SUPPLIED PASSAGE:
Figure 1 presents a ranking of global feature importance in the XGBoost model based on averaged
absolute GeoShapley values across all counties. For each feature, the blue component represents the
averaged primary effect, and the red component represents the feature's averaged location-varying
effect. The figure shows that the percentage of Black residents and the percentage of Bachelor’s
degrees have the highest total contribution to the model's prediction, followed by the intrinsic
location effect and population density. For each feature, there is a varying amount of location-specific
effect, but these effects are smaller than the location-invariant primary effects.
Figure 1. Global feature importance ranking in the XGBoost model based on GeoShapley values.

WHAT TO DO: Rewrite the passage on GeoShapley feature importance, starting with "Figure 1 presents" and going on through "on GeoShapley values.", with "population density" replaced by "median household income". You can leave out the material that comes next; it isn't needed.

PROVIDED DATA:
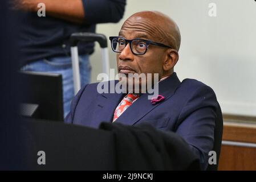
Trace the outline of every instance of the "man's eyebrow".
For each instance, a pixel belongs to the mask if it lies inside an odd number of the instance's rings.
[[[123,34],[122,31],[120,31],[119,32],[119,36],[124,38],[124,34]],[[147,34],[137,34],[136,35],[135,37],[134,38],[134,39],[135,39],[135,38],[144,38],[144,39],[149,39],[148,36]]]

THE COMPLETED TASK:
Figure 1 presents a ranking of global feature importance in the XGBoost model based on averaged
absolute GeoShapley values across all counties. For each feature, the blue component represents the
averaged primary effect, and the red component represents the feature's averaged location-varying
effect. The figure shows that the percentage of Black residents and the percentage of Bachelor’s
degrees have the highest total contribution to the model's prediction, followed by the intrinsic
location effect and median household income. For each feature, there is a varying amount of location-specific
effect, but these effects are smaller than the location-invariant primary effects.
Figure 1. Global feature importance ranking in the XGBoost model based on GeoShapley values.